◆ JOB: Output every line of the entries below as a JSON list of strings, with one string per line and no blank lines.

Entries for pointing at named objects
· · · · ·

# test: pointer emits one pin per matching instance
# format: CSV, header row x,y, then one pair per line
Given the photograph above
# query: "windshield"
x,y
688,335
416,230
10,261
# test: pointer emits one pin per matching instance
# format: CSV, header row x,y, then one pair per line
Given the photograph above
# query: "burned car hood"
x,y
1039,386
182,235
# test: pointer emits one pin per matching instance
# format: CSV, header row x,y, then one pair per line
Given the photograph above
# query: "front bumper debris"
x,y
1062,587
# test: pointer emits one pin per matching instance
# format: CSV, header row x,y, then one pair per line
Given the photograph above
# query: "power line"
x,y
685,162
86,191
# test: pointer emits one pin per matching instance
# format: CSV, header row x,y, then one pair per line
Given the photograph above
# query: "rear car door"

· · · · ·

◆ RESULT:
[
  "# test: pointer emits one pin per matching instance",
  "# format: CSV, header row x,y, then one pair per line",
  "Given the photograph above",
  "# query: \"windshield\"",
  "x,y",
  "688,335",
  "416,230",
  "10,261",
  "# test: pointer emits one pin per matching instance",
  "# format: CSV, header row x,y, then one pair per line",
  "Given the photograph above",
  "# query: \"burned car hood\"",
  "x,y",
  "1039,386",
  "182,235",
  "# test: pointer emits one pin per matching instance",
  "# format: CSV, header row x,y, then one pair per line",
  "Given the photograph above",
  "# query: \"front bumper debris\"",
  "x,y",
  "1062,587",
  "# test: pointer emits one pin per matching instance",
  "# format: CSV, header row x,y, then one pair per line",
  "Given the photograph above",
  "# query: \"power line\"",
  "x,y",
  "685,162",
  "86,191",
  "# test: pointer emits one pin per matching instance",
  "# format: CSV, header row x,y, then one pair per line",
  "Given the photograph above",
  "# query: \"rear car door\""
]